PKW nakręca paranoję

Od jakiegoś czasu możemy zauważyć bardzo niebezpieczną tendencję na skrajnej prawicy – podważanie prawidłowości wyborów. Nawet z ust Kaczyńskiego płyną raz po raz żale przy każdych wyborach, że są rażące nieprawidłowości, które tak naprawdę okazują się co najwyżej błędnie podpisanymi wyborcami na liście, źle opieczętowaną urną lub pijanym członkiem komisji. Od wielu lat żadnych poważnych naruszeń ordynacji wyborczej nie było, poza łamaniem ciszy wyborczej, szczególnie przez Kościół (choć ostatnie wybory jakoś sobie czarni chyba odpuścili), skąd więc te żale i płacze, a nawet oburzenie i bunt?

- **Zbiór danych**:

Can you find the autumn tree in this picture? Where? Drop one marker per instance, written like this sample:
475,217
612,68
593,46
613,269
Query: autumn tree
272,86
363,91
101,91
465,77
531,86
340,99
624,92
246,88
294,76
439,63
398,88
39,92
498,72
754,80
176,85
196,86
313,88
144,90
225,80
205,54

- **Polecenie 1**: Proszę wymienić wszystkie przykłady, do których według tekstu o podważaniu prawidłowości wyborów sprowadzają się w rzeczywistości zgłaszane „rażące nieprawidłowości”.
- **Polecenie 2**: Należy kontynuować tekst o podważaniu prawidłowości wyborów, zaczynając od miejsca, w którym się on kończy.

- **Wynik ćwiczenia 1**:
- błędnie podpisani wyborcy na liście
- źle opieczętowana urna
- pijany członek komisji

- **Wynik ćwiczenia 2**:
A jest to znana od wieków taktyka sił, które normalną drogą nie mogą zdobyć władzy – podważenie legitymizmu (legalności) władz jest w stanie pobudzić społeczeństwo do jawnego buntu i oddania władzy w ręce sił, które np. drogą demokratycznych wyborów władzy nie zdobędą. Pojawia się w głowach myśl, że skoro ta władza jest nielegalna to ja nie muszę się jej podporządkować. Wylew tego buntu mamy każdego 11. listopada od kilku już lat. Kaczyńskiemu jest to na rękę, ale jak tylko pojawiły się pierwsze sondażowe wyniki wyborów zamilkł… Już nie krzyczy, że wybory sfałszowane, że sondaże kłamią a on ma inne wiadomości od swoich ludzi w terenie. No bo jak ma podważać wybory, w których wygrywa? Teoretycznie przydarzyła się dobra okazja do przymknięcia na pewien czas ust takich wichrzycieli jak Kaczyński, niestety rząd znów strzela sobie samobója.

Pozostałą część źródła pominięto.